## Dataset excerpt
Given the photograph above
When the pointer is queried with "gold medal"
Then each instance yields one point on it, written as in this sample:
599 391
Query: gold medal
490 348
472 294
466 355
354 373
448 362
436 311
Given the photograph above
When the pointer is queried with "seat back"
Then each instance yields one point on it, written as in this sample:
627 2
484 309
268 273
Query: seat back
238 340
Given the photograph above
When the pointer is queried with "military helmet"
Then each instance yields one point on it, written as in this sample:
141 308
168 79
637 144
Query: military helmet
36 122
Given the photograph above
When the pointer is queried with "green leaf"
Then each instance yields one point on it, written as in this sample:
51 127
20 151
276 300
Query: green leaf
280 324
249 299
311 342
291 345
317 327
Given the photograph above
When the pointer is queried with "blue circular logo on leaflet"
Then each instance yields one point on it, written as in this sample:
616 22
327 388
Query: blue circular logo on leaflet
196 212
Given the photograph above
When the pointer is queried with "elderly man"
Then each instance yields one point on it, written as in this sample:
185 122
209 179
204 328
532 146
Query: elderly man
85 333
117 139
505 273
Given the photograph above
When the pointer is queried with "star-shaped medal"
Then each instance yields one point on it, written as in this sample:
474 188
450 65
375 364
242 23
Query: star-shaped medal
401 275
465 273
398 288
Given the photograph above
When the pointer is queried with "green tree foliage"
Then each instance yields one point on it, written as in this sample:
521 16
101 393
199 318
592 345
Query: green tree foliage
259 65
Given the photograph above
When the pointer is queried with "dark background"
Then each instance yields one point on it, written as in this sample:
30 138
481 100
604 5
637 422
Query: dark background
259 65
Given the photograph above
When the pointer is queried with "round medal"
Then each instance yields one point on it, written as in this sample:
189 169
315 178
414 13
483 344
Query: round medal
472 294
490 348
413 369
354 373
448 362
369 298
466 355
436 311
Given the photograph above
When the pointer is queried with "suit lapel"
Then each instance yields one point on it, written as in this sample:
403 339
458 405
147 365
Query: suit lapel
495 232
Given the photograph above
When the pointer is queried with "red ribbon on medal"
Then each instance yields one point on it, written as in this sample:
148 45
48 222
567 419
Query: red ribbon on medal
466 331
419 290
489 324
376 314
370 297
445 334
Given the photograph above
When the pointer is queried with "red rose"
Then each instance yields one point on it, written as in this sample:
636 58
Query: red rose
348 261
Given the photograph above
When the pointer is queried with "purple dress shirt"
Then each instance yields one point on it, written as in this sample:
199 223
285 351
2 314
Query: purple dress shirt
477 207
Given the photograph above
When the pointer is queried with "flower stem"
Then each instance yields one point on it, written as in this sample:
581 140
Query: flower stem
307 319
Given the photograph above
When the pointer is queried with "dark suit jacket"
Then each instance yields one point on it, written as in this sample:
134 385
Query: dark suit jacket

## Exercise directions
Print the listing above in its entirety, with every line exact.

## Reply to the exercise
Given the photograph above
When the pointer is queried with "gold medal"
Then each instance yields one point on it, written as in this sample:
599 391
Query: gold medal
490 348
472 294
466 355
354 373
448 362
436 311
Given the photograph above
When the pointer is queried with "seat back"
Then each instance yields one point on it, written as in this sample:
627 2
484 309
268 273
Query: seat back
238 340
Given the photograph above
When the pointer is queried with "military helmet"
Then each instance yields one point on it, written as in this sample:
141 308
168 79
637 144
Query: military helmet
36 122
Given the photograph above
When the pointer is queried with "green leaf"
Then each instance yields one point on it, written as in this sample:
51 127
20 151
276 300
Query: green leaf
280 324
249 299
311 342
291 345
317 327
Given the photograph above
When the pointer is queried with "blue circular logo on leaflet"
Then each instance yields one point on it, written as in this sample:
616 22
327 388
Query: blue circular logo on leaflet
196 212
Given the photograph above
When the pointer is queried with "elderly man"
Then each instance yields one point on it, written as in this sample:
185 122
209 179
204 328
532 146
Query: elderly man
85 333
117 139
505 273
Given the photograph above
When the pointer is queried with "star-shaped medal"
Then each instance yields one point on it, written as in this sample:
474 188
450 65
375 364
242 23
Query: star-shaped medal
401 275
465 273
398 288
Given the photograph above
When the pointer is queried with "green tree foliage"
Then each instance yields one point on it, written as in this sample:
521 16
101 393
199 318
592 345
Query: green tree foliage
259 65
Given the photograph above
When the pointer is queried with "dark background"
Then each instance yields one point on it, written as in this sample:
30 138
481 100
604 5
637 422
Query: dark background
259 65
Given the photograph above
When the pointer is queried with "round medal"
Then each instance yields one point on it, written as in this sample:
189 169
315 178
414 13
483 344
Query: round medal
472 294
490 348
413 369
354 373
448 362
369 298
466 355
436 311
Given the photograph above
When the pointer is queried with "suit lapel"
Then each instance yields one point on it, written as in this sample:
403 339
458 405
147 365
Query: suit lapel
495 232
Given the photograph above
When the pointer is queried with "red ribbon on medal"
Then each instance yields one point on it, written as in this sample:
148 45
48 222
567 419
Query: red ribbon on medal
466 331
419 290
489 324
376 314
370 297
445 334
Given the photograph above
When the pointer is queried with "red rose"
Then each instance yields one point on it, written as in this sample:
636 58
Query: red rose
348 261
Given the photograph above
When the pointer is queried with "purple dress shirt"
Then each instance yields one point on it, written as in this sample:
199 223
285 351
2 314
Query: purple dress shirt
477 207
Given the photograph above
When the pointer is queried with "flower stem"
Then each instance yields one point on it, written as in this sample:
581 140
Query: flower stem
307 319
Given the photograph above
When the pointer is queried with "dark suit jacket"
Then each instance yields one point on it, written as in this sample:
134 385
Query: dark suit jacket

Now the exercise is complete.